- **AIM 1**
Show each line of the records that contains the word "cone".

- **ARTICLE**
DISTINCT vs GROUP BY vs LIMIT 1 BY: Choosing the Right Deduplication Approach

ClickHouse offers three clauses that look interchangeable for "give me unique rows" but behave very differently: DISTINCT, GROUP BY, and LIMIT BY. Picking the wrong one leads to surprising memory usage, non-deterministic results, or simply the wrong answer.

This guide explains the semantics of each, when one is clearly the right tool, and how DISTINCT ON and LIMIT 1 BY relate. It covers query-time deduplication only — for collapsing duplicate rows at storage time, see ReplacingMergeTree.

The Short Answer

Clause What it returns Threading Result delivery Use when
DISTINCT Unique combinations of the selected columns Final dedup step is single-threaded Streams blocks as they are processed You want a list of unique values/tuples and project only the dedup columns
GROUP BY One row per group, plus aggregates Multi-threaded Returns after aggregation completes You need aggregates (count, sum, argMax) alongside the unique keys
LIMIT n BY expr The first n rows per distinct value of expr Single-threaded Streams the result set You need full rows (all columns) per key, or a specific representative row

Rule of thumb: use DISTINCT to dedup the exact columns you select, GROUP BY when you also need aggregates, and LIMIT 1 BY when you want one complete row per key while keeping columns the key doesn't determine.

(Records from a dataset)

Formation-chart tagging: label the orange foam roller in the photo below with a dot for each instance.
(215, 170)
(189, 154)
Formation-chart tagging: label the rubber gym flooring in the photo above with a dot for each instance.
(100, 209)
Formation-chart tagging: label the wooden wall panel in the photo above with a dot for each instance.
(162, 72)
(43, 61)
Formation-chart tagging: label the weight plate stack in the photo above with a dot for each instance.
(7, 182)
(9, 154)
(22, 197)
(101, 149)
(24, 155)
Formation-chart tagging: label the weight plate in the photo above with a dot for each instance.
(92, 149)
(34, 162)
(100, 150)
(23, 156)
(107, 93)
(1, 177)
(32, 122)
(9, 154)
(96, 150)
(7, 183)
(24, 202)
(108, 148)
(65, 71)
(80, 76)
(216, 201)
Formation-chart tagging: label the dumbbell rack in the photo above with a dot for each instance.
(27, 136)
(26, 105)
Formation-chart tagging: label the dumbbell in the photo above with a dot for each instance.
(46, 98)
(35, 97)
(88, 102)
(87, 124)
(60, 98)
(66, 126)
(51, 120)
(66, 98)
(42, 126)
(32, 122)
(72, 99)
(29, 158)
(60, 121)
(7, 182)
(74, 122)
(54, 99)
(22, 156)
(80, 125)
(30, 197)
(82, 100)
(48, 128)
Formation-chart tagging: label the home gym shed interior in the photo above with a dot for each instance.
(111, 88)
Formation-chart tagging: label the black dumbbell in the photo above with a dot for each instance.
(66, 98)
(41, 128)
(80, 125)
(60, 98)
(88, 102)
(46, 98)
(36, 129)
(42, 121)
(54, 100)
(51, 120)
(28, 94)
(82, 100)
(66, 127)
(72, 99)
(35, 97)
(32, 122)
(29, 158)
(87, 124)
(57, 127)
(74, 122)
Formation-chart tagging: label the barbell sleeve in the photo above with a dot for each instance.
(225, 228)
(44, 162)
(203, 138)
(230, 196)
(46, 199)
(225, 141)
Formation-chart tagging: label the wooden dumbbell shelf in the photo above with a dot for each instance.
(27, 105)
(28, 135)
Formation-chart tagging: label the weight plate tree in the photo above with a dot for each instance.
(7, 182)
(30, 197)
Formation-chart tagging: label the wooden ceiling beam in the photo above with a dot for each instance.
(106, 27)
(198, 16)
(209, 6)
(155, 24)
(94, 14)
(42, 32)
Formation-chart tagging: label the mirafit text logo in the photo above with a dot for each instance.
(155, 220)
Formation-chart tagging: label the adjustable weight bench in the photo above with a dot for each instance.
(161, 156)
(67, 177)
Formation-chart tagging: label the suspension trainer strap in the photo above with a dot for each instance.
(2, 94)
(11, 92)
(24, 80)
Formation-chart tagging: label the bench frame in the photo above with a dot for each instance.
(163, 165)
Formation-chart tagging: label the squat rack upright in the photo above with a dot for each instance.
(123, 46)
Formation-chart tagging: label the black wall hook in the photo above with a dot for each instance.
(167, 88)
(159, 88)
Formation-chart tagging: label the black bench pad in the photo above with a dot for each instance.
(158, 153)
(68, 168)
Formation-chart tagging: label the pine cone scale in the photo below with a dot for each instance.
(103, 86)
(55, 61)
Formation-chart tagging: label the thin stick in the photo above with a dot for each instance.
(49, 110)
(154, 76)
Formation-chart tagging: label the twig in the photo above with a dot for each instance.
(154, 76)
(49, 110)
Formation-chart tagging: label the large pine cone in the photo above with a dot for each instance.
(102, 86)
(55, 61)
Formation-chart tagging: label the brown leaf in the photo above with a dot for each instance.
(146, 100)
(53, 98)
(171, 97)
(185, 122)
==
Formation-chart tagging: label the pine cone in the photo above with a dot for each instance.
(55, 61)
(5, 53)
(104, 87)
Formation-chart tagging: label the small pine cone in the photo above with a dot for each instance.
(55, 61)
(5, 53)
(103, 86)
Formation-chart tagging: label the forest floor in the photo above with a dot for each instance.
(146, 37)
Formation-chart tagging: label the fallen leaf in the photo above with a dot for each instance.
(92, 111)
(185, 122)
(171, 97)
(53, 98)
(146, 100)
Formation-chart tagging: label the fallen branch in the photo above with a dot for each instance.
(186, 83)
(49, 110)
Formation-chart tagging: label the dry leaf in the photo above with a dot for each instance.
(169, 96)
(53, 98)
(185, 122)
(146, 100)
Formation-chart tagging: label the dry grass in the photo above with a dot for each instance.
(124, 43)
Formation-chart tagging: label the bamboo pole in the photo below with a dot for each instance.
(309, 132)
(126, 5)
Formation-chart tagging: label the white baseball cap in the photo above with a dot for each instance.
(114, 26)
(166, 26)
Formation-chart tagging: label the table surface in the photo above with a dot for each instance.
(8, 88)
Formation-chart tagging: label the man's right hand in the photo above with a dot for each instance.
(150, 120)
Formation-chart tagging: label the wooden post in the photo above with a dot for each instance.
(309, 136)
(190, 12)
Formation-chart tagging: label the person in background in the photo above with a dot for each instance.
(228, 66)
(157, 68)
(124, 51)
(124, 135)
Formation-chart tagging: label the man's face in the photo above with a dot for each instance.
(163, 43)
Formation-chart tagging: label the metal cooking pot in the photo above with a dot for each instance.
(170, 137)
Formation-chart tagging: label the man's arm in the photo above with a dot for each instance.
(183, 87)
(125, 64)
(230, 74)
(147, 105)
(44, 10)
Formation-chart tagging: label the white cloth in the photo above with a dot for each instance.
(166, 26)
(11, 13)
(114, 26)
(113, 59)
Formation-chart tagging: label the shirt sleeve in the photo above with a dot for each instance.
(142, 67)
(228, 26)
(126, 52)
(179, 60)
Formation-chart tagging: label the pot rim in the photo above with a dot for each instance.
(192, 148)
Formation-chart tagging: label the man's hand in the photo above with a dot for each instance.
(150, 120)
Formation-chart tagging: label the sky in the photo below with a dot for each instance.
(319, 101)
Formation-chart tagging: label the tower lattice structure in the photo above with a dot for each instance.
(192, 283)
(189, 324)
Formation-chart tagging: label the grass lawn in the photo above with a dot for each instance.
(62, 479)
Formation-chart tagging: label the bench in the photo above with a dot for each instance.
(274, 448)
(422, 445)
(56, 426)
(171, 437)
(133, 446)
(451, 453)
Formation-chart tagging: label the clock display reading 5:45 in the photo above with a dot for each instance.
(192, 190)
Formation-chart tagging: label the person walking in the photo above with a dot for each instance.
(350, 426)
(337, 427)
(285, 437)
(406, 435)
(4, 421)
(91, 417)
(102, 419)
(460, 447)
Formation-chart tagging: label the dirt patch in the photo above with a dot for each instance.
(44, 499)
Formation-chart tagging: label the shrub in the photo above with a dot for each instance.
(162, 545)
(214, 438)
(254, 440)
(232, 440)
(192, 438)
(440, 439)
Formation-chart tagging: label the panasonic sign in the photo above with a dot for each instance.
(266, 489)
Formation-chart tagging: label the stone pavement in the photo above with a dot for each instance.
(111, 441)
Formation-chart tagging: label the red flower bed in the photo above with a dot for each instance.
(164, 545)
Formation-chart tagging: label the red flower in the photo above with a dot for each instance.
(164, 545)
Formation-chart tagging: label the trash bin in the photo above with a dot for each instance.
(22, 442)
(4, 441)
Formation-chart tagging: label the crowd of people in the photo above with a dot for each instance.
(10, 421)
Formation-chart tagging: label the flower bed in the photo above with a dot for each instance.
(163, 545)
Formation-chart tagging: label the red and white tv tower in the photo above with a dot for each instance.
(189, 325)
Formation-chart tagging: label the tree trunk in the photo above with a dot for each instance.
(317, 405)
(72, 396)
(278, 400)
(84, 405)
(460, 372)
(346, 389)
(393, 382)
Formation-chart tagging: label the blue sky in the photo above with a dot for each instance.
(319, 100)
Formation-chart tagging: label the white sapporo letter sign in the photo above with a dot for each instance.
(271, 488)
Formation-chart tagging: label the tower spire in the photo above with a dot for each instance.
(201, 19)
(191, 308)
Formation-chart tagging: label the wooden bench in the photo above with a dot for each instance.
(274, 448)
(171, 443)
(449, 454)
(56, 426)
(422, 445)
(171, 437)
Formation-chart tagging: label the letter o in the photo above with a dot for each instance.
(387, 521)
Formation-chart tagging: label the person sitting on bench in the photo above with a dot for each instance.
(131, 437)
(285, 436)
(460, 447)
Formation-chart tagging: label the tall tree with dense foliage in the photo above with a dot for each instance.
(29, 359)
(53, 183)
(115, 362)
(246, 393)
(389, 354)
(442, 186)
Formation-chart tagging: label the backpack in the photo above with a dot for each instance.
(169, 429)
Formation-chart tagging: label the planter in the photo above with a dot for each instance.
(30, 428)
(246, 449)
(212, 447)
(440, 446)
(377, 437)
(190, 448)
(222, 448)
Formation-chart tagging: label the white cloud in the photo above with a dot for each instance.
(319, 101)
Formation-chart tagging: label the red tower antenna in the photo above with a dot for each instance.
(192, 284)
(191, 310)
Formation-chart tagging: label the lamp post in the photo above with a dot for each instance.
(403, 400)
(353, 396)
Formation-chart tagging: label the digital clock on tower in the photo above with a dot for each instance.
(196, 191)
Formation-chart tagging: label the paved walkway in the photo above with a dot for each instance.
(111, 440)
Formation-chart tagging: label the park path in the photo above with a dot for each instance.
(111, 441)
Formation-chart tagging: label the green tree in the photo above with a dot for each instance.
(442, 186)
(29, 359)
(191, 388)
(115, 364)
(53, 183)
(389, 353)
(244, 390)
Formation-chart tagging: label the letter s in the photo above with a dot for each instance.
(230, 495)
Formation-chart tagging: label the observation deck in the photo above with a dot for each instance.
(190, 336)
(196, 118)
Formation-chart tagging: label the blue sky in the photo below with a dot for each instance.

- **AIM 2**
Extend the ClickHouse deduplication guide, picking up after its final sentence.

- **RESULT 1**
Formation-chart tagging: label the pine cone scale in the photo below with a dot for each instance.
Formation-chart tagging: label the large pine cone in the photo above with a dot for each instance.
Formation-chart tagging: label the pine cone in the photo above with a dot for each instance.
Formation-chart tagging: label the small pine cone in the photo above with a dot for each instance.

- **RESULT 2**
DISTINCT

SELECT DISTINCT keeps only unique rows in the result. Uniqueness is evaluated over every column in the SELECT list, not over the underlying table.

SELECT DISTINCT country, device_type
FROM events;

Key behaviors:

  • NULL handling: DISTINCT treats NULL as a normal value, where NULL == NULL. Two rows that are both NULL collapse into one.
  • Executed before ORDER BY: deduplication happens first, then sorting is applied to the surviving rows. DISTINCT and ORDER BY may reference different columns.
  • Streaming + early exit: DISTINCT streams data blocks as they are processed, so when combined with LIMIT it can stop as soon as enough unique rows are found rather than scanning the whole table.

That early-exit property makes DISTINCT ... LIMIT dramatically cheaper than a bare DISTINCT. Asking for a bounded number of distinct values touches only a fraction of the data and uses a tiny fraction of the memory:

-- Stops early; touches far less data than a full DISTINCT
SELECT DISTINCT user_id
FROM events
LIMIT 1000;

The catch: the final deduplication step is single-threaded. On wide result sets with many distinct combinations, DISTINCT can use significant memory holding the set of seen values, and it does not parallelize the final merge the way GROUP BY does.

For counting (rather than listing) distinct values, do not wrap DISTINCT in count() — use `count(DISTINCT ...)` / `uniqExact` / `uniq` instead, and consider approximate methods when exactness is not required.

GROUP BY

GROUP BY collapses rows that share the grouping key into one row per group. With no aggregate function, GROUP BY k produces the same set of keys as SELECT DISTINCT k — but it is implemented differently.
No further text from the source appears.